→ **Problems to solve**:
[1] In the paper on predicting Facebook likes, what model does it use to predict likes from user engagement?
[2] Extend the paper on predicting Facebook likes with a few more sentences, starting right after its last sentence.

____ Source document

Keywords

1 Introduction

It has been shown that Facebook likes, as a kind of easily accessible digital records of behavior, can be used to automatically and accurately predict a range of highly sensitive factoid and opinionated personal attributes, including age, gender, parental separation and political views, stance, happiness, respectively [1]. However, literature shows that most researches use real likes instead of predicting them [2], which makes the information of a large quantity of new documents difficult to be utilized.

Predicting Facebook likes is to predict “who will read and like the current document enough to push the like button”. It is similar to the product recommendation problem, which predicts “who will view and like the product enough to purchase it”. However, there are still several differences between them, and the major difference is the degree of willingness. For the product recommendation research, there are usually view records and purchase records showing two different degrees of willing for utilization. View records indicates the relevance and slight preference, while purchase records show the strong preference (to the degree of willing to spend their money). Instead in Facebook, we have only like records, whose degree of willing is between view and purchase records. It costs some effort to push the like button, but the effort is little compared to the purchase. The difference in degrees of willing leads to different challenges.

In Facebook, social network should help a lot in predicting likes. However, the privacy issue has become crucial for all social media and the social network, e.g., friend information is not easily accessible anymore. Many researches ask volunteers to access their social network, but this is not feasible in real applications.

In this paper, we solve the Facebook like prediction problem with only the public information: the document content and the user engagement to the document. Therefore, we divide our research problem into two sub-problems: predicting likes by document content and predicting likes by user engagement. The former is realized by calculating similarities between documents with the intuition that users should like to read similar documents, i.e., documents of preferred topics or viewpoints. The latter is realized by a Restricted Boltzmann Machine (RBM) as it is shown to have good prediction power with enough known records [3]. Then we conquer this problem with a weighted function considering these two sub-models. Through the prediction of likes, we hope to provide valuable reference for the government and the companies to get more endorsements by their documents.

2 Related Work

The recommendation problem has been widely studied for decades [3]. It is known as collaborative filtering (CF) and researchers divide them into item-based, user-based and hybrid according to their recommendation strategy.

For item-based CF, it recommends items that similar to user’s previous liked items or purchased products [4, 5], some of them has been adopted on business like Amazon [4]. The key point of item-based CF is presenting each item as a vector and then performing an item-to-item similarity matrix. For example, the item vector in Linden‘s work is an M dimensional vector, where each dimension correspond to a customer [4]. Also, there are ways to compute the similarity between items, e.g., cosine similarity, Pearson-r correlation, or the adjust cosine similarity where the values in each dimension of the vector are normalized firstly [5]. Besides product recommendation, document recommendation is similar to our work. For example, PRES (Personalized REcommender System) used TF-IDF of each word as a document vector and utilized cosine similarity to recommend web posts based on content [6]. The major difference between PRES and our work is that we focus on predicting the “like” behavior on Facebook but PRES aimed at retrieving relevant (judged by user feedback) hyperlinks to users.

________
____ Information shown

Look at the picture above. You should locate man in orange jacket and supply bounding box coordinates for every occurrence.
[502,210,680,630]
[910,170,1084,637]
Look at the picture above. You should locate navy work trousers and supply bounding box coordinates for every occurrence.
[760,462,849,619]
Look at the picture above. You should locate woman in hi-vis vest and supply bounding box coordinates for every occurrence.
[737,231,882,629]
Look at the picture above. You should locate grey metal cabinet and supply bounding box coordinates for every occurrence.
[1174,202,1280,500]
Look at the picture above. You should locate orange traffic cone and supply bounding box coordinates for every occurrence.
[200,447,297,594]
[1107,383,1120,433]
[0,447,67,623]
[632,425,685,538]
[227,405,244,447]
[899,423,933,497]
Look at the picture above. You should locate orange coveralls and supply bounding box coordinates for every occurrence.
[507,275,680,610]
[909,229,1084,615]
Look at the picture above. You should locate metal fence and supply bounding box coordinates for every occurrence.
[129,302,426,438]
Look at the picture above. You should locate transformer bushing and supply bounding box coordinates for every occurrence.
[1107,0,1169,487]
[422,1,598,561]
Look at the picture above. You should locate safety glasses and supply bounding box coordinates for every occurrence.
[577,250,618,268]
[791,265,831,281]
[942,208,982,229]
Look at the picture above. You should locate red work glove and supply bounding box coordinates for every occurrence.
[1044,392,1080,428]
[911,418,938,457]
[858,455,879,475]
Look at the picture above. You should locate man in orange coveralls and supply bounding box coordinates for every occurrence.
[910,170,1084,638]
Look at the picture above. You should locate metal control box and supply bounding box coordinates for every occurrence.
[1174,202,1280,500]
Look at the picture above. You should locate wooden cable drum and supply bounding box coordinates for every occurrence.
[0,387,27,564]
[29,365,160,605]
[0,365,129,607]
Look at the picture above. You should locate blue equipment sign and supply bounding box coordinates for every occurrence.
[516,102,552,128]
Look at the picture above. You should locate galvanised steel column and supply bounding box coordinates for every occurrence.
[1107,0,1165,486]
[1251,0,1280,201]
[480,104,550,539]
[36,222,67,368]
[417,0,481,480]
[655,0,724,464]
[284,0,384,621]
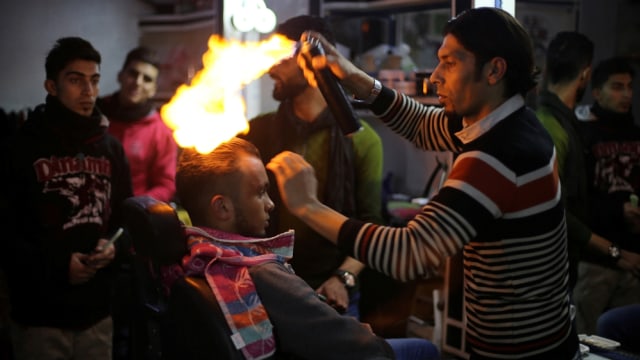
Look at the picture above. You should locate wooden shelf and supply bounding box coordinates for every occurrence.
[138,10,218,32]
[322,0,451,15]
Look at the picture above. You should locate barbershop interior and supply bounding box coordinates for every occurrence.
[0,0,640,360]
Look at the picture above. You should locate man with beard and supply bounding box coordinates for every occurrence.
[574,58,640,334]
[239,15,383,318]
[267,7,580,360]
[536,31,612,289]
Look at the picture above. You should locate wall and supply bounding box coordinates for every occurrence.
[0,0,640,195]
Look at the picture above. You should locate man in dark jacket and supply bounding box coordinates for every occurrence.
[0,37,132,360]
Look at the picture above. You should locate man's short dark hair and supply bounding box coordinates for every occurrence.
[276,15,336,45]
[44,37,102,80]
[545,31,594,84]
[176,137,262,225]
[443,7,537,97]
[122,46,160,70]
[591,56,635,89]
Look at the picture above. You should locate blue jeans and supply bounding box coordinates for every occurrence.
[386,338,440,360]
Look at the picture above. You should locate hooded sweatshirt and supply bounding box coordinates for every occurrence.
[0,96,132,329]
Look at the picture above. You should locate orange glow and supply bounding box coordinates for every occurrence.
[161,35,295,154]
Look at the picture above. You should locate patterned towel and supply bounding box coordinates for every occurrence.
[182,227,294,360]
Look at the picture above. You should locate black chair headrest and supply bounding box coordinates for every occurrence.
[124,196,187,265]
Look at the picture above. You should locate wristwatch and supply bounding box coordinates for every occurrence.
[609,244,620,261]
[334,269,356,289]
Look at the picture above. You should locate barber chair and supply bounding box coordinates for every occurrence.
[124,196,244,360]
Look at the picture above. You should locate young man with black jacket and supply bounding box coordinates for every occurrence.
[0,37,132,360]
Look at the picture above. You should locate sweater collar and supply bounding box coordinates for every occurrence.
[456,95,524,144]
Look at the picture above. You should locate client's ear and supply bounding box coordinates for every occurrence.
[209,195,233,220]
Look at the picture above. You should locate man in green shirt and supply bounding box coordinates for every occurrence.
[241,15,383,317]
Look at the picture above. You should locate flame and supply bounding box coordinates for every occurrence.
[160,34,295,154]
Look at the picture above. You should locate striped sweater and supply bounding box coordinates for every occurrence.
[338,89,578,359]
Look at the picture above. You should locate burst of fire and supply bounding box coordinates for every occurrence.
[161,34,295,154]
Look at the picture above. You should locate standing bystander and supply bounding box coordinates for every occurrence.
[98,47,178,202]
[0,37,132,360]
[573,58,640,334]
[239,15,383,318]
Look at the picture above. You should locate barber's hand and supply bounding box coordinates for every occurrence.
[316,276,349,314]
[86,239,116,270]
[297,31,373,99]
[623,201,640,234]
[69,253,97,285]
[618,249,640,278]
[267,151,319,216]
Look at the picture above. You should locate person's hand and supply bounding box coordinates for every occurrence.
[623,201,640,234]
[86,239,116,270]
[618,249,640,278]
[316,276,349,314]
[69,252,97,285]
[296,31,373,99]
[266,151,319,216]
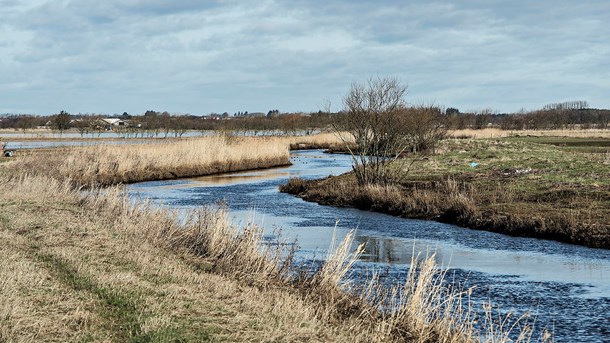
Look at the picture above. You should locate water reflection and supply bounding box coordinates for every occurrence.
[128,151,610,342]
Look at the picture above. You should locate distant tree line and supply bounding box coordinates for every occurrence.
[0,100,610,137]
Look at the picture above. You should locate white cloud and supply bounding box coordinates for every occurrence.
[0,0,610,113]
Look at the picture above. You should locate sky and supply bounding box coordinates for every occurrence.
[0,0,610,115]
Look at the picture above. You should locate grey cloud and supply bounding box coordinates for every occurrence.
[0,0,610,113]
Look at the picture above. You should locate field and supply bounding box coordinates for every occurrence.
[0,141,531,342]
[282,134,610,248]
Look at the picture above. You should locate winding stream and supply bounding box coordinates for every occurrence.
[128,150,610,342]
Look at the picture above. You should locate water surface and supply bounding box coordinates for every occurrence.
[129,151,610,342]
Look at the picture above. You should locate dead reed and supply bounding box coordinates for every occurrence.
[8,136,290,187]
[0,171,531,342]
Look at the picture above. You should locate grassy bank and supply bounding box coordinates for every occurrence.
[3,134,337,187]
[281,137,610,249]
[0,176,530,342]
[0,132,531,342]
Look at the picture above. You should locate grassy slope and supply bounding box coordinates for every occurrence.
[283,137,610,248]
[0,180,356,342]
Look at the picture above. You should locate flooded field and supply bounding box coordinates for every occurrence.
[128,151,610,342]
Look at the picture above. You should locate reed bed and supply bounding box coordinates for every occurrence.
[0,174,546,342]
[447,128,610,139]
[10,136,290,187]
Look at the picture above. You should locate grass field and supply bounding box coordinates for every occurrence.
[282,136,610,248]
[0,134,531,343]
[0,175,531,343]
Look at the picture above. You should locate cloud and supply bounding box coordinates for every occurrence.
[0,0,610,114]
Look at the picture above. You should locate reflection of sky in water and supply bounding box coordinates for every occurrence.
[129,151,610,342]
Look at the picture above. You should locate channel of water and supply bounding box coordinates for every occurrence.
[123,150,610,342]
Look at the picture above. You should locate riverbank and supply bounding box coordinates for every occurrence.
[0,174,529,342]
[280,137,610,249]
[5,134,338,187]
[0,135,530,342]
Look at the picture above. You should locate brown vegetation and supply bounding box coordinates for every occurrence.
[280,140,610,249]
[0,135,544,342]
[0,175,531,342]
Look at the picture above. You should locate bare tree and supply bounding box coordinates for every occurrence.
[333,78,411,185]
[333,77,446,185]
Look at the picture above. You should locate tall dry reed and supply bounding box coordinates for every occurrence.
[14,136,290,187]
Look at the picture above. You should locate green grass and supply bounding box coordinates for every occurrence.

________

→ **Results of the exercise**:
[1] A Restricted Boltzmann Machine (RBM).

[2]
For user-based CF, items that liked by similar users will be recommended. It can be performed using the same ideology in item-based CF: presenting a user as a vector according to her liked/purchased record and then computing a user-to-user similarity matrix. However, the shortage of using user vectors instead of item vectors is the sparsity of the user vectors because the size of users is significant larger than the size of items. To deal with this problem, researchers added more information on how to compute the similarity between users, e.g., social relationship [7], similar interests [8] or similar video viewing records [9]. Researches using user-based CF have shown that user information benefits the recommendation for product [7], document [8, 10, 11], and even video [9]. Besides, some researches in social network domain use belief propagation for marketing [12, 13], which can be considered as a variation of user-based CF to utilize the user information.

As for hybrid model, it combines item-based and user-based information to recommend [14, 15]. However, the problem turns to the combination of two information as Melville addressed [14]. In this paper, we propose a late-fusion approach, which combines two information via a weighted function.

3 Method

As mentioned, we propose a hybrid model that incorporates probabilities from the item-based model and the user-based model. Given a set of users and a set of documents, the likes form a matrix \( {\mathbf{L}} \in R^{\left| U \right| \times \left| D \right|} \), where one column indicates one user and one column indicates one document. The matrix L is a sparse matrix where the elements l i,j in L equals to one if user u i liked the document d j in the dataset. In fact, the like prediction is to estimate the “unknown” elements in L, where the user u i did not click like to document d j . In our paper we aim at estimating the l i,j using item-based method and user-based method. Assuming that they can be independently estimated, formally we write,

$$ p(l_{i,j} ) = w \cdot p_{user} (l_{i,j} ) + (1 - w) \cdot p_{item} (l_{i,j} ) $$
(1)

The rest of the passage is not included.